▸ 提示文:
● ● ● ● ● ● ●

ここで私の実体験から見たOSの利点と問題点について考えてみたい。利点としては、言うまでもないことであるが、セッションに通うための時間だけでなく、交通費も節約されることである。これは治療のために遠隔地から通うクライエントにとってはこの上ない利点といえる。これにより国内の異なる地方、あるいは地球上の異なる地域に在住している治療者と患者の間でのセッションが可能となる。この利点は地方在住のアナリストやアナリザンドにとっては計り知れないことになる。

フロイトの時代にはおそらくセッションに通うクライエントは同じ界隈に居住しているという人を除いては、遠隔地から治療者の近くに長期間滞在するという形が取られていたと想像する。そこでは精神分析のセッションを毎日持つということは、そのために一定期間は分析を中心とした生活を送るという前提があったのであろう。そしてその間は仕事を休むという形にせざるを得ないクライエントも少なくなかったのではないか。ということは精神分析のクライエントは、働かずにその上治療費を賄うことが出来るような裕福な人たちであったという事になる。つまり精神分析を受けることができるのは一部の特権的な人々に限られていたということになる。

このことはとても大事な点であり、現在週に5回とか6回のセッションを行うとしたら、セラピストの側もクライエントの側も、かなり条件がそろっていなくてはならないことになる。そのうちの一つはクライエントの側に潤沢な時間的な余裕があることである。もちろん治療費を払えるだけの経済的な余裕があることも条件となるが、それはセラピストの側が低額で行うということでその負担をかぶるという形になる。結果的にトレーニングケースの一定の部分は、仕事がなく経済的にも豊かとはいえないクライエントが占めることになる。そしてそのうちの一部は抑うつやパーソナリティの問題などで仕事を得ることができない、すなわち機能レベルが決して高くないクライエントが精神分析の対象に選ばれることにもなる。しかしそれはあまりにもフロイトが行っていた精神分析の実践と異なることになる。

● ● ● ● ● ● ●

▸ データ抜粋:
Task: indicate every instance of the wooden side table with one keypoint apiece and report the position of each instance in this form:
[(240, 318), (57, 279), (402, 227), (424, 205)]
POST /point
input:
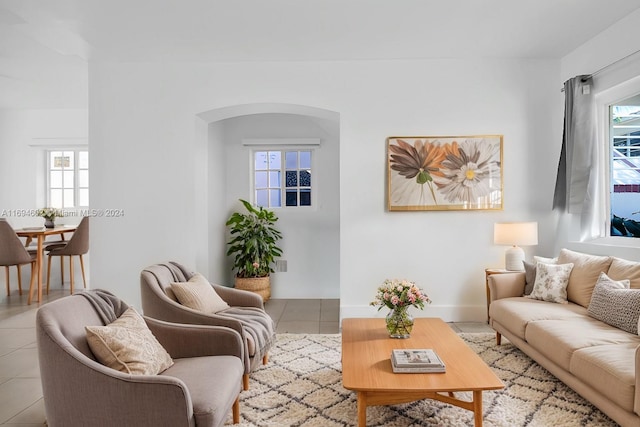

● ● ● ● ● ● ●

▸ 作業内容: 精神分析のオンラインセッションを論じた文章を、最後の文の後から書き継ぐこと。

▸ 以下解答:
  ちなみに私の米国の体験では、メニンガー・クリニックに分析に通う場合には、車で10分程度の移動時間をその前後に設ければよかったので、フロイトの時代の分析と同じような条件が成立していたと考える。メニンガーに勤務して同じキャンパス内の分析家のもとに通うという条件は分析治療を受ける際には、セッションに通うための時間は限りなくゼロなので極めて理想的だと感じたと同時に、同様の機会は交通事情がより困難な都会や、日本においては得難いであろうと想像していた。そして実際に帰国してからほかの候補生たちの苦労話、たとえば他県にまで長時間かけて教育分析を受けに通った方々の話を聞くことで自分の場合はなんと恵まれていたことかと思ったものである。

 そして少なくともOSにより移動時間や交通費の問題が大幅に解決することは、精神分析の対象となるクライエントの機能レベルをより高めるということにもつながるだろう。仕事前の一時間をセッションに充て、あとは仕事も含めて通常の社会生活を送ることのできる人々が分析の対象となる可能性が高まるとしたら、OSを用いることのメリットは、単なる時間的な問題には限らないということになる。

さてOSの第2のメリットは、対面場面に特有ないくつかの問題を解決してくれることである。ギャバードはその「長期力動的精神療法」のテキストの中で、セッション中にノートをとることがラポールの形成の妨げになり、またセラピストが時々時計に目をやるのを気が付くことでクライエントが傷つく可能性があるために、面接室での時計の位置に配慮が必要であると書いてある。これらはことごとく対面で行うセッションを行うことに伴う懸念である。これらの問題はオンラインの設定にすることで、完全に解消しないまでもかなり軽減するであろう。

もう一つOSのメリットは、クライエントの「帰宅問題」を解消してくれるということである。これは要するに患者がセッションの後解離を起こしたり、脱力症状を呈したり、あるいはクライエントの希死念慮が高まるなどして安全な帰宅が保証できないという場合に生じる問題を解決してくれるということだ。クライエントがセッションの後に何らかの形で動けなくなった場合、セラピストは患者の家族を呼び寄せたり、新たな救護場所を必要としたり、など様々な問題が生じ、その日の外来のスケジュールが大幅にくるってしまうこともある。オンライン診療のメリットはこれらの問題を一挙に解決してくれるのである。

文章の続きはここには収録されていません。